■ Task
Begin at the line containing "Note to the class: identify the small" and copy each line exactly through the end of the records, leaving out what comes before.

Referring expression data:
BEGIN
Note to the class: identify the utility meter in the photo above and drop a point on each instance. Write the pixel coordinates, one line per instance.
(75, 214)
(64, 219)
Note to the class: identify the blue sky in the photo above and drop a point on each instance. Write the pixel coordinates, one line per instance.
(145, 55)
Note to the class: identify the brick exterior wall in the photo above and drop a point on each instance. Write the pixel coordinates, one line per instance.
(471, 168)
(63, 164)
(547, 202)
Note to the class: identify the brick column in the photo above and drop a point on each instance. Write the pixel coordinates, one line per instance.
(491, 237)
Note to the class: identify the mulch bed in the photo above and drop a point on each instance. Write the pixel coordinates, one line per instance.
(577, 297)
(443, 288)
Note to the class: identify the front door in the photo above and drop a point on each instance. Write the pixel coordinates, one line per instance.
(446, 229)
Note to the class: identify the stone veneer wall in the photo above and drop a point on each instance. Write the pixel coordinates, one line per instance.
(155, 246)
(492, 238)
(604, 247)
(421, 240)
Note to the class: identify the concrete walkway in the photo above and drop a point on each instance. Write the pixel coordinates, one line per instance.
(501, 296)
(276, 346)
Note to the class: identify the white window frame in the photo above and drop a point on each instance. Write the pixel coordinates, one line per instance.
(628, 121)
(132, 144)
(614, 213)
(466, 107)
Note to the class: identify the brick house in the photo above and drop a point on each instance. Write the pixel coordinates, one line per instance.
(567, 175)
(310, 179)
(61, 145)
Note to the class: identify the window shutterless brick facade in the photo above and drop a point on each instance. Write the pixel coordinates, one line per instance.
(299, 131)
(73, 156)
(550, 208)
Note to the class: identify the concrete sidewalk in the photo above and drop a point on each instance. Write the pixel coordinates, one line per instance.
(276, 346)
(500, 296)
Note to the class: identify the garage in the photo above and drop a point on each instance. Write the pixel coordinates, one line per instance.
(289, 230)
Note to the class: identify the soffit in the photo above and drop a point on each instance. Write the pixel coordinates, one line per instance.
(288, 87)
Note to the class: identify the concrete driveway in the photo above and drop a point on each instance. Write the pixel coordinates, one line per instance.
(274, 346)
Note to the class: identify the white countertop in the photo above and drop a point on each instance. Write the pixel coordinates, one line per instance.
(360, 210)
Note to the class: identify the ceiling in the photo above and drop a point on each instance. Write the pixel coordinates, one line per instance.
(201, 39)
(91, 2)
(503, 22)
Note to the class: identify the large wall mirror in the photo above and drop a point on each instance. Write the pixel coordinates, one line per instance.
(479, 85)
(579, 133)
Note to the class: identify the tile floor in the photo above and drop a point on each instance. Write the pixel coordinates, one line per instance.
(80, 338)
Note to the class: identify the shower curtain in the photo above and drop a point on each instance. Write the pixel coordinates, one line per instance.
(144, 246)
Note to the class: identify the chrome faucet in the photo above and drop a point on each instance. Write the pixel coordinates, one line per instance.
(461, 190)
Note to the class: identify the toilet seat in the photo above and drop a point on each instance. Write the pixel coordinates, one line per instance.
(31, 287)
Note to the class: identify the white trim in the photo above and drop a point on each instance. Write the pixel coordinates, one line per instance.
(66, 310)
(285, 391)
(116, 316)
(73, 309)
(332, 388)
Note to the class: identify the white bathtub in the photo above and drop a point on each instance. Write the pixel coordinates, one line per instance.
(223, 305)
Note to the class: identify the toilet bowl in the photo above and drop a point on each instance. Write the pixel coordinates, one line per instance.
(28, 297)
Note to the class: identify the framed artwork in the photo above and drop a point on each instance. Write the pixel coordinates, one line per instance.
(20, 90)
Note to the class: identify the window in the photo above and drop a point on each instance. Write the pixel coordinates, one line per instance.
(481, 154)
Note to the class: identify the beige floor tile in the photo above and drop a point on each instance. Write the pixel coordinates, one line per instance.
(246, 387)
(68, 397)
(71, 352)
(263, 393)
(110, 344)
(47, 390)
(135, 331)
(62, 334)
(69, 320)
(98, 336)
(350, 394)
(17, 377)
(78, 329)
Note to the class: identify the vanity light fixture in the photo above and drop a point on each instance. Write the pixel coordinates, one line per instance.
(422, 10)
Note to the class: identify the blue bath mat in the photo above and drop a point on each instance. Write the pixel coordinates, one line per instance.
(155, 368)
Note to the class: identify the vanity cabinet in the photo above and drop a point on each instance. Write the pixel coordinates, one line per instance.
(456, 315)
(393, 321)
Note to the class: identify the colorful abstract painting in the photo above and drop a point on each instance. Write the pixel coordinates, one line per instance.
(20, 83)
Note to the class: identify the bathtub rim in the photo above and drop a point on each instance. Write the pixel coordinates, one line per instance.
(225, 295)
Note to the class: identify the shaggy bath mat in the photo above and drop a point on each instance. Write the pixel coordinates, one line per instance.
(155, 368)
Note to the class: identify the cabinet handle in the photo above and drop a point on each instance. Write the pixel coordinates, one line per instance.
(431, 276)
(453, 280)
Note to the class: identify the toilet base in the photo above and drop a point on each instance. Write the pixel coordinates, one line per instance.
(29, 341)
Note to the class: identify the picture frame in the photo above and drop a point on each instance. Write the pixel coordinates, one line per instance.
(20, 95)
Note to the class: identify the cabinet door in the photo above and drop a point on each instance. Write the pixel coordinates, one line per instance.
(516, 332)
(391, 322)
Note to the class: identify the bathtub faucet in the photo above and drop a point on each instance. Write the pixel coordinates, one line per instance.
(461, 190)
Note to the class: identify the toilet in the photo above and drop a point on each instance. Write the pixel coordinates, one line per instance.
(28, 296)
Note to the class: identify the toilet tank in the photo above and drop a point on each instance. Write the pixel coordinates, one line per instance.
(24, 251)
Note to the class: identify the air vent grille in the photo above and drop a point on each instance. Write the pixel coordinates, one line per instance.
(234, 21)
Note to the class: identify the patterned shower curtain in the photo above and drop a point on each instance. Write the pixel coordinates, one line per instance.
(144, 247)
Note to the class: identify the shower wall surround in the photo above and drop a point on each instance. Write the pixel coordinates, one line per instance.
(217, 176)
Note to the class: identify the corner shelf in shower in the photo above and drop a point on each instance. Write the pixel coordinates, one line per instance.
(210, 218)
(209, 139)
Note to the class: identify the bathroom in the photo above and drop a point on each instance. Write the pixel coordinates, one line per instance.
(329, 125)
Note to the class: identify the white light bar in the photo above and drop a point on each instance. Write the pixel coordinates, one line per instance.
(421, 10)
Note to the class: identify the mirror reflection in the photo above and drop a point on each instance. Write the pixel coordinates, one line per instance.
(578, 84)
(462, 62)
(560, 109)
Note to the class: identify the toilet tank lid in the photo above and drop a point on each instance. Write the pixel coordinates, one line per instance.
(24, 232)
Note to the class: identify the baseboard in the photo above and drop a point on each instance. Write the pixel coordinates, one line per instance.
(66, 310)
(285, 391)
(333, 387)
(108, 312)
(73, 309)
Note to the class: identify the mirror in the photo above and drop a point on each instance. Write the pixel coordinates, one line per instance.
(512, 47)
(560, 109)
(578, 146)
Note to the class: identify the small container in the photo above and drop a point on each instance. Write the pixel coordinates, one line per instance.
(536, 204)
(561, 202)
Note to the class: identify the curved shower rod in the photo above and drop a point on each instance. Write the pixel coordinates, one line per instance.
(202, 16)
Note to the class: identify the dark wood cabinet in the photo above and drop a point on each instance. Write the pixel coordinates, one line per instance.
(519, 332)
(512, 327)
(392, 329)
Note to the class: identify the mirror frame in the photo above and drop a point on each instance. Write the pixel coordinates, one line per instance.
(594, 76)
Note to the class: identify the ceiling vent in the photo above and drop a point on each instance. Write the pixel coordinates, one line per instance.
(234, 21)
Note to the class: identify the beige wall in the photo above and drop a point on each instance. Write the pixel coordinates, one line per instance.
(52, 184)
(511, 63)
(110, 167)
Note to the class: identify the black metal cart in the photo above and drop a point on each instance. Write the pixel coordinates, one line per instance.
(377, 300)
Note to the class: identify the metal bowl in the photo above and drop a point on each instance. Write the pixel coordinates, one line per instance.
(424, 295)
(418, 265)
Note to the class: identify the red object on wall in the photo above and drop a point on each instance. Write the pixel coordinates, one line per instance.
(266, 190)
END
■ Answer to this task
Note to the class: identify the small container in the photo above and drop a point on each instance. Write the pixel coordinates, one line per instance.
(536, 204)
(561, 202)
Note to the class: identify the curved shower rod in the photo above and drop a point on each instance. Write the pixel coordinates, one line per instance.
(202, 16)
Note to the class: identify the dark wood cabinet in the photo above and drop a point on each instance. Write the pixel coordinates, one line per instance.
(519, 332)
(512, 327)
(392, 329)
Note to the class: identify the mirror frame in the photo above and drop a point on each instance. Write the pixel coordinates, one line per instance.
(594, 76)
Note to the class: identify the ceiling vent in the photo above and drop a point on each instance. Write the pixel coordinates, one line per instance.
(234, 21)
Note to the class: identify the beige wall in the photo above and drop a point on each instance. Write the pixel coordinates, one line per instance.
(52, 184)
(511, 63)
(110, 167)
Note to the class: identify the black metal cart in the photo above and drop a point on each instance. Write the pixel coordinates, one line per instance.
(377, 300)
Note to the class: identify the metal bowl in the photo above and drop a point on each instance. Write the pixel coordinates, one line per instance.
(424, 295)
(418, 265)
Note to the class: identify the red object on wall in the photo above and drop a point on each instance. Write the pixel coordinates, one line per instance.
(266, 190)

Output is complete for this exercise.